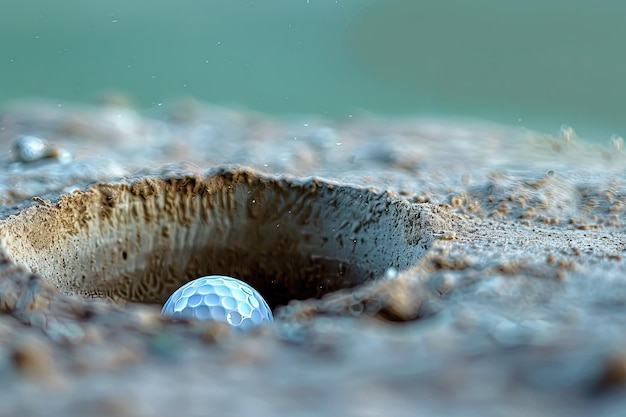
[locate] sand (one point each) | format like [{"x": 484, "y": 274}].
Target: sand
[{"x": 415, "y": 266}]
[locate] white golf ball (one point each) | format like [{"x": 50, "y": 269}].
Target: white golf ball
[{"x": 220, "y": 298}]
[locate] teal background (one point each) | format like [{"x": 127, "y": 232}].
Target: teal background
[{"x": 531, "y": 63}]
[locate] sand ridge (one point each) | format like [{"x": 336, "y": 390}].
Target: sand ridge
[{"x": 505, "y": 247}]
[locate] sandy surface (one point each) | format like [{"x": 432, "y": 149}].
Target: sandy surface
[{"x": 489, "y": 264}]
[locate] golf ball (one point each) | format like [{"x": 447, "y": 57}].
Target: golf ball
[{"x": 220, "y": 298}]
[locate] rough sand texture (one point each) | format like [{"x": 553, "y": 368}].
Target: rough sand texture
[{"x": 505, "y": 294}]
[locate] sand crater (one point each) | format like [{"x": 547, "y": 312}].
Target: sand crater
[{"x": 139, "y": 240}]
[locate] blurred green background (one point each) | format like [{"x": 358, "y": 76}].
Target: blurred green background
[{"x": 533, "y": 63}]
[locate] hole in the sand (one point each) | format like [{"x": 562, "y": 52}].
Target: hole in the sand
[{"x": 288, "y": 238}]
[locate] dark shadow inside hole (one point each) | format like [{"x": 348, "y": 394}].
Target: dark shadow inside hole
[{"x": 287, "y": 238}]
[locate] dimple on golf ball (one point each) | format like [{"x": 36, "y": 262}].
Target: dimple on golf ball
[{"x": 220, "y": 298}]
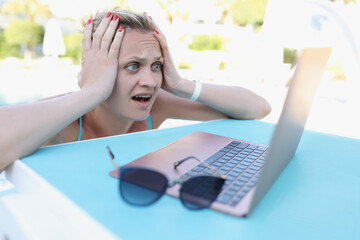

+++++

Repeat all of the rows above word for word, leaving out the pictures.

[locate] sand (one point each) | format like [{"x": 484, "y": 274}].
Target: sand
[{"x": 415, "y": 266}]
[locate] white golf ball (one point each) | format like [{"x": 50, "y": 269}].
Target: white golf ball
[{"x": 220, "y": 298}]
[locate] teal background (one point each) | format like [{"x": 127, "y": 232}].
Target: teal background
[{"x": 531, "y": 63}]
[locate] sand ridge (one point each) | format like [{"x": 336, "y": 390}].
Target: sand ridge
[{"x": 505, "y": 247}]
[locate] sandy surface (one point each) | format like [{"x": 432, "y": 149}].
Target: sandy surface
[{"x": 489, "y": 264}]
[locate] golf ball (one point each) | format like [{"x": 447, "y": 57}].
Target: golf ball
[{"x": 220, "y": 298}]
[locate] rough sand texture (one point each) | format like [{"x": 553, "y": 368}].
Target: rough sand texture
[{"x": 505, "y": 294}]
[locate] sand crater (one point each) | format like [{"x": 547, "y": 312}].
Target: sand crater
[{"x": 139, "y": 240}]
[locate] blurred green background (one point each) | format like [{"x": 358, "y": 76}].
Target: blurred green background
[{"x": 533, "y": 63}]
[locate] hole in the sand (one point each) | format like [{"x": 562, "y": 52}].
Target: hole in the sand
[{"x": 288, "y": 238}]
[locate] dark shadow inside hole (one point each) | format like [{"x": 348, "y": 394}].
Target: dark shadow inside hole
[{"x": 287, "y": 238}]
[locate] dimple on golf ball (one point each) | format like [{"x": 36, "y": 262}].
Target: dimple on golf ball
[{"x": 220, "y": 298}]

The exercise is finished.